--- What to work on ---
a: According to the semantometrics text, into which three classes does the project sort publications?
b: Copy the stretch of the semantometrics text from "Base files from" through "(in package general)".

--- Text block ---
SEMANTOMETRICS

This is a Python project for ternary semantometrics: classification of publications as seminal, survey or uninfluential.

Usage

Base files from the area of computer science (SUSdblp) available under: https://zenodo.org/record/3693939#.Xl0cF0oxlEa

open specification.txt in folder general
specify path to base files
specify what you want to compute
run run.py (in package general)

Specification what to compute

0 = create all vector representations

1 = create a single vector representation

specify which vectors should be constructed (via vectors):

TFIDF-s: stemmed version of TF-IDF vectors, set stem=True
TFIDF-u: unstemmed version of TF-IDF vectors, set stem=False
D2V: unstemmed Doc2Vec vectors (additionally, you need to specify, where your Wikipedia file for the construction of the Doc2Vec model lies via path_d2v_base)
BERT: unstemmed BERT vectors
LDA-s: stemmed version of LDA vectors (additionally, you need to specify, where your unstemmed base txt-file for the construction of the LDA model lies via path_lda_base), set stem=True
LDA-u: unstemmed version of LDA vectors (additionally, you need to specify, where your unstemmed base txt-file for the construction of the LDA model lies via path_lda_base), set stem=False

2 = construct all features for semantometrics

3 = construct one feature for semantometrics

specify which vectors (via vectors)

--- Given data ---
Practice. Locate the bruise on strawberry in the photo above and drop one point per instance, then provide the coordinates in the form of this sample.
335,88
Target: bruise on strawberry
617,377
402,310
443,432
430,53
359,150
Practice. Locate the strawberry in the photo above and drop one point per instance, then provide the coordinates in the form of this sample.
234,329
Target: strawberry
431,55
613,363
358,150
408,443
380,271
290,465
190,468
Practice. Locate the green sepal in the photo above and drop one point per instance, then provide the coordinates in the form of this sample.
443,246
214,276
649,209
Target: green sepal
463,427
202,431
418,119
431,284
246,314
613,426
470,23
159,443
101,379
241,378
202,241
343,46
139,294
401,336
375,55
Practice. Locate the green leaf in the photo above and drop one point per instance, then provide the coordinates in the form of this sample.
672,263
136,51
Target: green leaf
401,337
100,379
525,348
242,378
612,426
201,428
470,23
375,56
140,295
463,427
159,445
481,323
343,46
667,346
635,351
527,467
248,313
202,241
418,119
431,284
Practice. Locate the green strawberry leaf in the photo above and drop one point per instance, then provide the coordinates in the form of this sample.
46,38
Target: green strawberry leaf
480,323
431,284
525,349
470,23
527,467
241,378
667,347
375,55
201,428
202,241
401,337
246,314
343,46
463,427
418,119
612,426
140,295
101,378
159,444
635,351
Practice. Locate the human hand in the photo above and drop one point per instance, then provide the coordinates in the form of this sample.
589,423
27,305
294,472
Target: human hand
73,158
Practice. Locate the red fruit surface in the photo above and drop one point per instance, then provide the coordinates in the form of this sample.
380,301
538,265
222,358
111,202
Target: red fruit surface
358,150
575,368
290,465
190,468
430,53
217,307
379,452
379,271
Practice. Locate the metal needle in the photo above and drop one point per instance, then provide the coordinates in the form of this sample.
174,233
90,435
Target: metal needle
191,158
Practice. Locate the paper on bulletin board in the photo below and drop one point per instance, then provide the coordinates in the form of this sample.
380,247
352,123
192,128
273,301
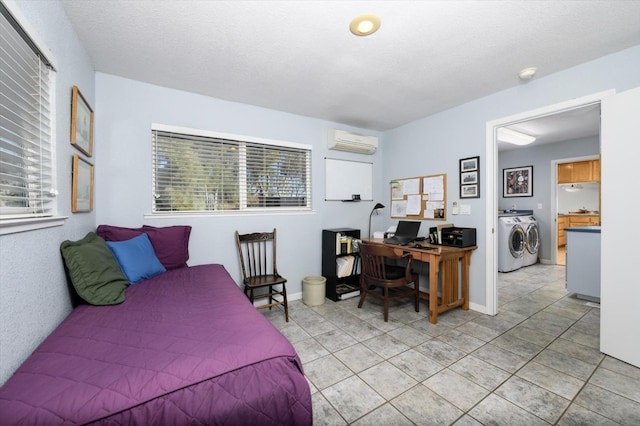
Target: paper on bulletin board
434,186
434,210
411,186
396,190
414,204
399,208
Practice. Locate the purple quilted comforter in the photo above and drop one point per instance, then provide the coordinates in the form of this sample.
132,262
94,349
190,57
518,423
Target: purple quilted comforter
185,347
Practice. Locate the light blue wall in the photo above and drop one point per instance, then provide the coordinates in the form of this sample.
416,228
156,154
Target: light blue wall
33,292
127,109
436,143
540,158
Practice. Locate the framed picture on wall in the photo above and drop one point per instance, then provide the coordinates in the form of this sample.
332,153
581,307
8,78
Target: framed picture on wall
82,185
470,177
81,123
518,182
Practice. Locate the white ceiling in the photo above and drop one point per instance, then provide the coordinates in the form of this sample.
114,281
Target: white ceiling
299,56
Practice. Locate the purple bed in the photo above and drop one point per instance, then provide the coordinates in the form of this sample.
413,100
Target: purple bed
185,347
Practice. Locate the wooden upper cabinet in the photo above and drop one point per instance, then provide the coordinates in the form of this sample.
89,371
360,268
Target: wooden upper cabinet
565,172
595,170
579,171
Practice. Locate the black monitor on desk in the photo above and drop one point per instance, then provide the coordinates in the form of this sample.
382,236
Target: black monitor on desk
406,231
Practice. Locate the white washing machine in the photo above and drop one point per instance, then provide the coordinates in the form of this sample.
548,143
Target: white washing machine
511,239
531,240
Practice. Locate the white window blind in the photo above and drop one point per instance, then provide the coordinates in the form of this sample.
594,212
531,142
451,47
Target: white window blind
198,173
26,159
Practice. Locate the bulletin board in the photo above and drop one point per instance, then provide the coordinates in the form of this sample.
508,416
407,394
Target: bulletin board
420,198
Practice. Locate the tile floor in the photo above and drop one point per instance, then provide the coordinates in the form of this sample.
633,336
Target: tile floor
535,363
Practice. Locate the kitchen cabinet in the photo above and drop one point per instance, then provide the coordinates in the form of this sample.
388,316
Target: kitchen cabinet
579,171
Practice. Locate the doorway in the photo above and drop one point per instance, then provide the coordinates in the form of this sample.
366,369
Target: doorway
493,182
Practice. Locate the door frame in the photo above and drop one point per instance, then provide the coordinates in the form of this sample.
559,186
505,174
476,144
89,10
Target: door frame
492,179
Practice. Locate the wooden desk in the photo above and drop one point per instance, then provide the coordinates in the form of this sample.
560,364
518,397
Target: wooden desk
445,259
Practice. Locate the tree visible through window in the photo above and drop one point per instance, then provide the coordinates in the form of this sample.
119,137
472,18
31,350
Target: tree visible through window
197,173
27,174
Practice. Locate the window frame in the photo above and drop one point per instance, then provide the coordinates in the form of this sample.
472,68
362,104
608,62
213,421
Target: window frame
21,222
242,181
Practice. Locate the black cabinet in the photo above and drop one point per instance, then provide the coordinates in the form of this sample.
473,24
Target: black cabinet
341,262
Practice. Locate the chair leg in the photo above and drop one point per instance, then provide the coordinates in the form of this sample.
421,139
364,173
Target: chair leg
416,283
363,295
386,304
286,305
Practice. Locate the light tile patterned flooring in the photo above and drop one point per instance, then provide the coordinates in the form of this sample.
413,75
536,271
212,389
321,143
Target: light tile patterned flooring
535,363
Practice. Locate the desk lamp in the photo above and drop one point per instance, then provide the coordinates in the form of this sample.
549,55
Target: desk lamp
377,207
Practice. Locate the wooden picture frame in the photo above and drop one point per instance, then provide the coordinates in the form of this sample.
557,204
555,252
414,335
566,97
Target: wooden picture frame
470,177
82,185
517,182
81,123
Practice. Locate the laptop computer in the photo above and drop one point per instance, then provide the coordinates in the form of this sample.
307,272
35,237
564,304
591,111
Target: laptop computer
406,232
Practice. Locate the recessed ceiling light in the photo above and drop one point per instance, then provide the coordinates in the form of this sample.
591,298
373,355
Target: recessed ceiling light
364,25
516,138
527,73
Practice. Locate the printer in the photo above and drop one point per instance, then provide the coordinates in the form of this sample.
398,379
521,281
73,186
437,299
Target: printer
459,237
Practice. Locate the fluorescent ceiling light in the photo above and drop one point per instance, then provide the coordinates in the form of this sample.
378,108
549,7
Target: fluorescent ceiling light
516,138
574,187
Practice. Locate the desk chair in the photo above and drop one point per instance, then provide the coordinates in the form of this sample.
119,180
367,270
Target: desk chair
394,282
257,253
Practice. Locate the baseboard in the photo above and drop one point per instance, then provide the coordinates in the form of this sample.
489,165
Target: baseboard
478,308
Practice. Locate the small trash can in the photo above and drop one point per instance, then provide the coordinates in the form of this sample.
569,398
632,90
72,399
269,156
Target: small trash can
313,290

--- Per-task outputs ---
a: Seminal, survey, or uninfluential.

b:
Base files from the area of computer science (SUSdblp) available under: https://zenodo.org/record/3693939#.Xl0cF0oxlEa

open specification.txt in folder general
specify path to base files
specify what you want to compute
run run.py (in package general)